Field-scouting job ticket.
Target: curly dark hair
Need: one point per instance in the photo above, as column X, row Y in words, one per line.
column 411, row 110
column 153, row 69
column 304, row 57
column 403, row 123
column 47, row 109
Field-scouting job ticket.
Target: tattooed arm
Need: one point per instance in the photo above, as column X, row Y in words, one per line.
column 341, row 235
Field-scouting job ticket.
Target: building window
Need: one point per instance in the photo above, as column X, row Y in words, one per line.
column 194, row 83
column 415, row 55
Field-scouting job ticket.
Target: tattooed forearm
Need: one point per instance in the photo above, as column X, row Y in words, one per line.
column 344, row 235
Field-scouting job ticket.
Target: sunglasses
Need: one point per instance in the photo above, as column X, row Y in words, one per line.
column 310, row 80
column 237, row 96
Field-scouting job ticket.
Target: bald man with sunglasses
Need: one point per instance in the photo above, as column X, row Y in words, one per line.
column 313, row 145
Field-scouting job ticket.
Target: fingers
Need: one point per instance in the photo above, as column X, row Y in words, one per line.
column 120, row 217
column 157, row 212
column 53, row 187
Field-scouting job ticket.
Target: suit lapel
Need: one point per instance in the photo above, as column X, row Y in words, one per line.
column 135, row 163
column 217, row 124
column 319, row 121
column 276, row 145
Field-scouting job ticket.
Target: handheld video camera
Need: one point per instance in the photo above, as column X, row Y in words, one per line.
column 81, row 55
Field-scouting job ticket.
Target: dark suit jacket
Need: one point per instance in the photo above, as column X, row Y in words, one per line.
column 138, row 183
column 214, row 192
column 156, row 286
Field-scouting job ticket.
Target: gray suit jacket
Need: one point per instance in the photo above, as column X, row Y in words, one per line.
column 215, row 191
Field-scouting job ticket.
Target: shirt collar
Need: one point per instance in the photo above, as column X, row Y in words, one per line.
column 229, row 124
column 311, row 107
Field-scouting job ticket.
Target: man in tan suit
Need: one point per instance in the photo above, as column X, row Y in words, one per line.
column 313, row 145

- _Given request_
Can you reproduce all of the records above with "work order" substituted for every "job ticket" and nothing else changed?

- _Finished exercise_
Field-scouting work order.
Target: curly dark hair
Need: one point per instance in the photo above, as column X, row Y in words, one per line.
column 411, row 110
column 153, row 69
column 304, row 57
column 403, row 123
column 47, row 109
Field-scouting work order.
Target: tattooed arm
Need: one point per instance in the photo above, as column X, row Y in words, one per line.
column 341, row 235
Field-scouting work order.
Target: building window
Need: one point per instance in the photo above, as column X, row Y in words, one per line.
column 194, row 83
column 415, row 55
Field-scouting work order.
Target: tattooed forearm
Need: one point per instance in the photo above, as column X, row Y in words, one per line.
column 344, row 235
Field-scouting work order.
Target: sunglasses
Need: one point per instance in the photo above, as column X, row Y in words, one per line.
column 310, row 80
column 237, row 96
Field-scouting work order.
Target: bald man with sunglasses
Need: one point per instance in the photo above, as column X, row Y in words, one per line.
column 313, row 145
Field-scouting work order.
Target: fingers
Need: one point per instance in the photo above, as column X, row Y in words, one per line.
column 120, row 217
column 157, row 212
column 53, row 187
Field-scouting work order.
Target: suit lapel
Need: one point per instance in the photo above, as column X, row Y in words, one per line.
column 135, row 163
column 217, row 124
column 319, row 121
column 276, row 145
Field-scouting work order.
Target: handheld video camera
Need: one point per instance in the photo above, as column X, row Y in words, one per line.
column 81, row 55
Field-scouting work order.
Target: dark suit jacket
Need: one point per instance in the photo above, as column X, row Y in words, one per line.
column 138, row 183
column 214, row 192
column 156, row 286
Field-scouting work order.
Target: gray suit jacket
Need: one point per instance in the photo above, as column X, row Y in words, one per line.
column 215, row 191
Field-scouting work order.
Target: shirt collar
Need: one point per instance in the photo above, as column X, row Y in words, one per line.
column 229, row 124
column 311, row 107
Field-scouting work order.
Target: man in tan suit
Need: one point per instance in the photo above, as column X, row Y in words, one per line.
column 313, row 145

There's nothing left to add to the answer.